Reproduce the listing below word for word, from its first line through its last. Omit the pictures from your answer.

§ Given data:
+--
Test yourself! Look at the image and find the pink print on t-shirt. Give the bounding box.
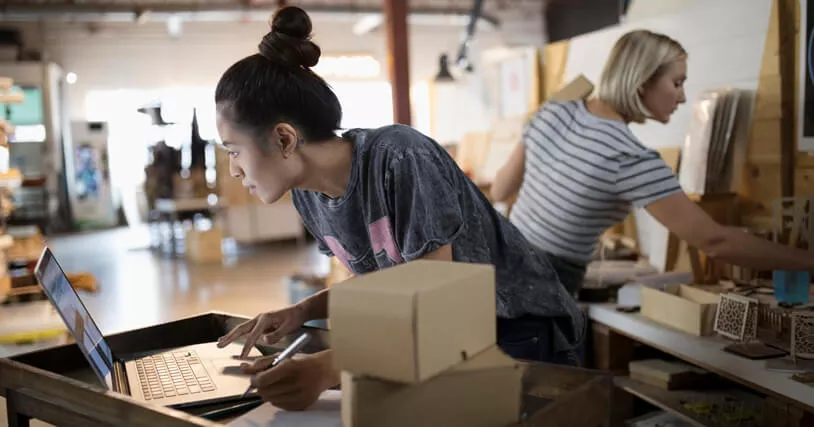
[324,216,404,271]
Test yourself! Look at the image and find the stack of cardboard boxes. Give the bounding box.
[330,261,524,427]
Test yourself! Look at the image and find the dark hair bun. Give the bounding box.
[259,6,322,68]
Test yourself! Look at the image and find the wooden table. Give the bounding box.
[154,197,227,255]
[587,304,814,426]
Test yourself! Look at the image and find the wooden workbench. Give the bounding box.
[586,304,814,426]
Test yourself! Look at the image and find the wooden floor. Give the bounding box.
[0,229,328,427]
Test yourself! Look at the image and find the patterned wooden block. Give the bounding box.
[714,293,758,342]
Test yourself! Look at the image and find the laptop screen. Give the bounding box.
[34,248,113,390]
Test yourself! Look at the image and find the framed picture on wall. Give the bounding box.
[797,0,814,152]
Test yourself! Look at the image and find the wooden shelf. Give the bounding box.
[614,377,763,427]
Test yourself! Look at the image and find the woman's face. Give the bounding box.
[216,112,303,203]
[641,59,687,123]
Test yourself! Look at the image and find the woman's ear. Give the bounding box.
[272,123,300,158]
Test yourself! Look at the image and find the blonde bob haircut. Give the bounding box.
[597,30,687,123]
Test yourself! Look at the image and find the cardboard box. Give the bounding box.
[641,285,718,336]
[329,260,496,383]
[548,74,594,101]
[342,346,525,427]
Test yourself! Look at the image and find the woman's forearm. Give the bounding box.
[297,289,328,322]
[704,227,814,272]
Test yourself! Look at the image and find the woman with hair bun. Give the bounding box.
[215,7,585,409]
[492,30,814,293]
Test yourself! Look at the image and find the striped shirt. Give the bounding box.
[510,100,681,262]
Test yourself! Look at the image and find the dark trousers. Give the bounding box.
[497,316,581,366]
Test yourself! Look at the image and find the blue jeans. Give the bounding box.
[497,316,581,366]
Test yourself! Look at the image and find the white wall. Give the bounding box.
[22,22,499,119]
[565,0,772,269]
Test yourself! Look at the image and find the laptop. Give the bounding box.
[34,247,261,408]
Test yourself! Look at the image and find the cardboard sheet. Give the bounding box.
[228,390,342,427]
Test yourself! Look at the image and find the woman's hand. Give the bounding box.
[241,350,339,411]
[218,305,307,359]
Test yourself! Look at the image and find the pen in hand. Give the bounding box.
[242,332,311,397]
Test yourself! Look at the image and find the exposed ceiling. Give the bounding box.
[0,0,544,25]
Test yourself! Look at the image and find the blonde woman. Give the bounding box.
[491,30,814,293]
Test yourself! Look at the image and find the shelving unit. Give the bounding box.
[0,77,24,302]
[614,377,763,427]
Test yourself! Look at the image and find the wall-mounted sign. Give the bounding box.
[312,55,381,80]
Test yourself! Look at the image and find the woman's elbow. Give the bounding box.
[489,183,510,203]
[698,226,738,261]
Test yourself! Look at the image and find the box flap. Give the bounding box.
[450,345,524,372]
[330,284,418,382]
[331,260,494,295]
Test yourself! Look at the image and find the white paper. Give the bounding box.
[228,390,342,427]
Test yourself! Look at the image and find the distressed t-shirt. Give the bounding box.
[292,125,585,350]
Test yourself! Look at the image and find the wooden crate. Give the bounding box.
[642,285,718,336]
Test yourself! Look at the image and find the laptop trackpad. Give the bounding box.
[211,359,251,377]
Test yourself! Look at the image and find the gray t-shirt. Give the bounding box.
[292,125,585,350]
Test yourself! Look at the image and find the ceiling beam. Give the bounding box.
[0,2,499,28]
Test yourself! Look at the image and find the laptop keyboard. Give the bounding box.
[136,351,215,400]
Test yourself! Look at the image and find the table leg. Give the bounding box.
[170,211,178,257]
[591,322,636,426]
[6,393,31,427]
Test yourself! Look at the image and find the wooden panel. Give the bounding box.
[743,162,780,215]
[742,0,814,224]
[752,74,780,120]
[794,167,814,196]
[749,119,780,160]
[543,40,568,99]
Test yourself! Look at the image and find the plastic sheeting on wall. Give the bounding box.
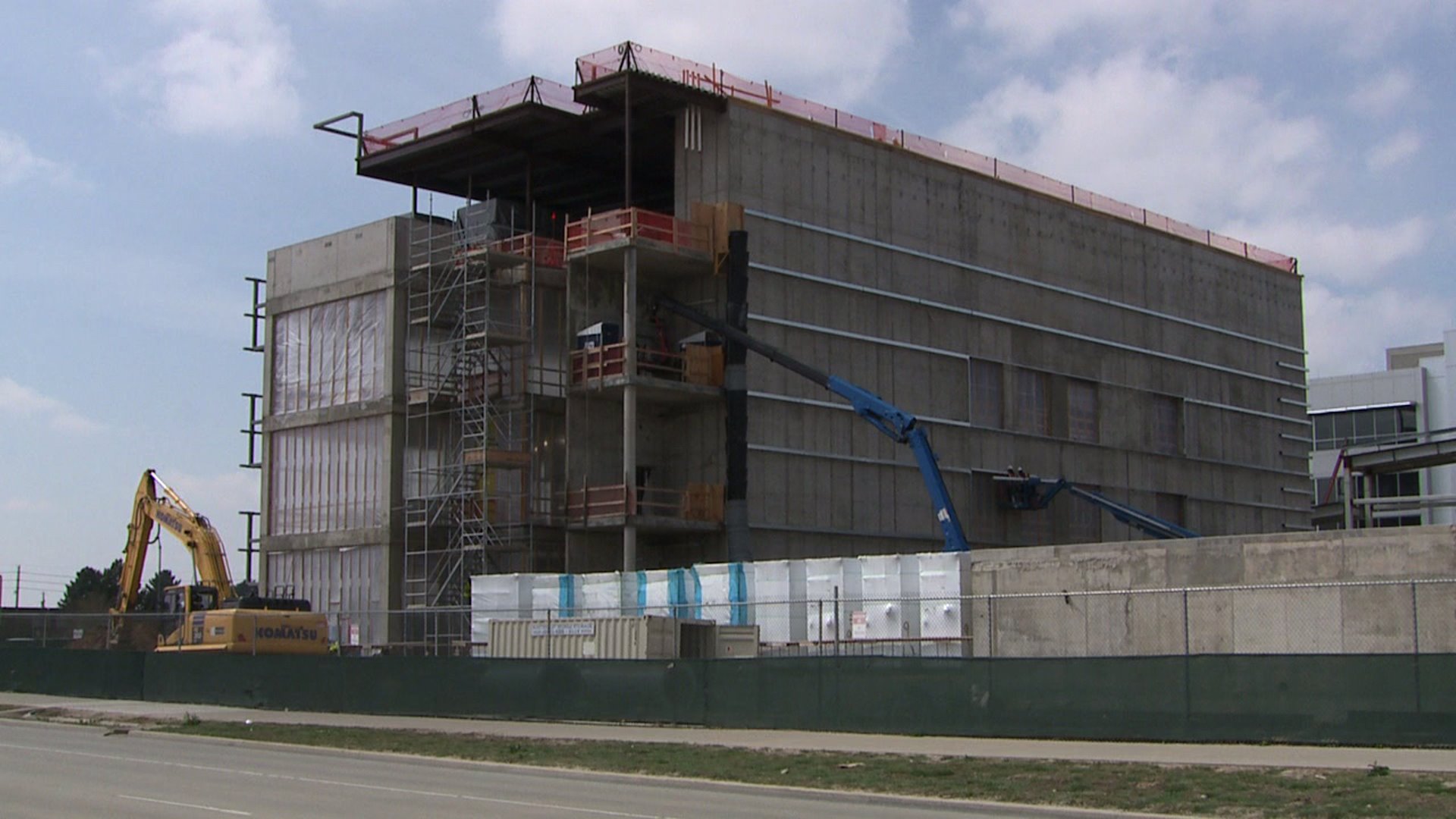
[532,574,581,618]
[804,557,864,642]
[753,560,808,642]
[856,555,920,640]
[264,544,389,645]
[268,416,389,535]
[578,571,636,617]
[693,563,755,625]
[271,290,386,416]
+--
§ Task response:
Test yourself! Look at the image and find the pink print on t-shirt. Give the bounding box.
[324,216,404,271]
Test yourself! Look at the image and find the stack of cardboard boxes. Give the bounding box.
[330,261,524,427]
Test yourself! Look at the image and find the dark hair bun. Give the bounding box.
[259,6,322,68]
Test yourself! Look at the image and find the wooden table. Give the bounding box.
[154,197,227,255]
[587,304,814,426]
Test yourself! Look at the image and find the wooden workbench. Give the bounding box.
[586,304,814,426]
Test yourself! Look at the image and find the wooden floor. Give the bounding box.
[0,229,328,427]
Test yourself! Look at the image and find the patterned wooden block. Give the bounding box.
[714,293,758,342]
Test yourself! Look at the image and find the laptop screen. Give the bounding box.
[34,248,113,390]
Test yourself! Look at the image and find the framed picture on wall. Give the bounding box.
[797,0,814,152]
Test yourself! Look at the image and find the wooden shelf. Give the bounding box.
[614,377,763,427]
Test yourself! Look at the image and find the woman's face. Give the bounding box.
[216,112,303,203]
[641,59,687,123]
Test yourself! Look at the image and find the woman's ear. Give the bounding box.
[272,123,300,158]
Test yourself! Look at the image and find the blonde bob haircut. Give the bounding box.
[597,30,687,123]
Test yourself! Look at the image and find the cardboard box. Give the bounding box.
[641,285,718,336]
[329,260,496,383]
[548,74,594,101]
[342,346,525,427]
Test yourself! Look at the image and find the woman's forearm. Give the bounding box.
[297,289,328,322]
[704,227,814,272]
Test yourself! Look at the image and find the woman with hair bun. Give the bounding box.
[215,7,585,409]
[492,30,814,293]
Test yourself! Look at the image and find the striped shirt. Give the bounding box.
[510,100,681,262]
Test yourself! Look at the image and find the dark trousers. Give the bounding box.
[497,316,581,366]
Test yourself! Look at the image and find the blue jeans. Give the bounding box.
[497,316,581,366]
Test yourself! Look at the image and find the white wall. Give the bounding box.
[22,22,499,119]
[565,0,772,269]
Test yourself! Look at the image and find the laptop. Give the bounding box.
[34,247,261,408]
Test yourself! Look at the image and find the cardboard sheet. Give the bounding box.
[228,390,342,427]
Test yourself! Look at the image and find the woman's hand. Give the bounding box.
[241,350,339,411]
[218,305,307,359]
Test yourself! Look at the image and find the pen in hand. Give the bounding box.
[242,332,311,397]
Test yourself! Look at the image and find the exposed ceiling. Give the bounding box.
[0,0,544,25]
Test yourself! Look at the image and find the blonde woman. Give the bounding box.
[491,30,814,293]
Test yourself! Look at the image and find the shelving unit. Give the bounding box.
[0,77,24,302]
[614,377,763,427]
Test yourself! Look at the image and find the wall-mounted sign. Give the bounding box.
[312,55,381,80]
Test yourself! Look at the image and find the woman's elbow. Give the bounding box.
[489,183,510,203]
[698,226,738,261]
Test yourself! Look at the image and find the box flap. Give the bounding box.
[450,345,524,372]
[330,284,418,382]
[331,260,494,295]
Test yourself! Look at the image and find the white paper. Give the bounding box.
[228,390,342,427]
Test yourself! Look at the image and find the distressed t-shirt. Give the bounding box.
[292,125,585,350]
Test yourself! Look at the image and find the wooden crate. Give the bounding box.
[642,285,718,336]
Test yourself! Look at the image and find the laptop trackpad. Give the bounding box.
[211,359,251,377]
Test yourself! Look at the image and find the gray t-shirt. Give the bounding box.
[292,125,585,350]
Test yourself! Look at the image and find the ceiling beam. Give the bounding box.
[0,2,499,28]
Test yourself! Look at the image and find the laptop keyboard. Give the bounding box.
[136,351,215,400]
Test yourself! Look at the image and find the table leg. Give the bounding box.
[170,211,178,257]
[591,322,636,426]
[6,393,31,427]
Test yourself! Look at the image and find the wooden panel. Give the bounding box.
[743,162,780,215]
[742,0,814,224]
[752,74,780,120]
[794,167,814,196]
[749,119,780,160]
[543,40,568,99]
Test yourself! Look at the image and find the plastic sheeting on wall. Give the bounding box.
[532,574,581,618]
[804,557,864,642]
[753,560,808,642]
[856,555,920,640]
[264,544,389,645]
[268,416,389,535]
[578,571,636,617]
[693,563,755,625]
[271,290,386,416]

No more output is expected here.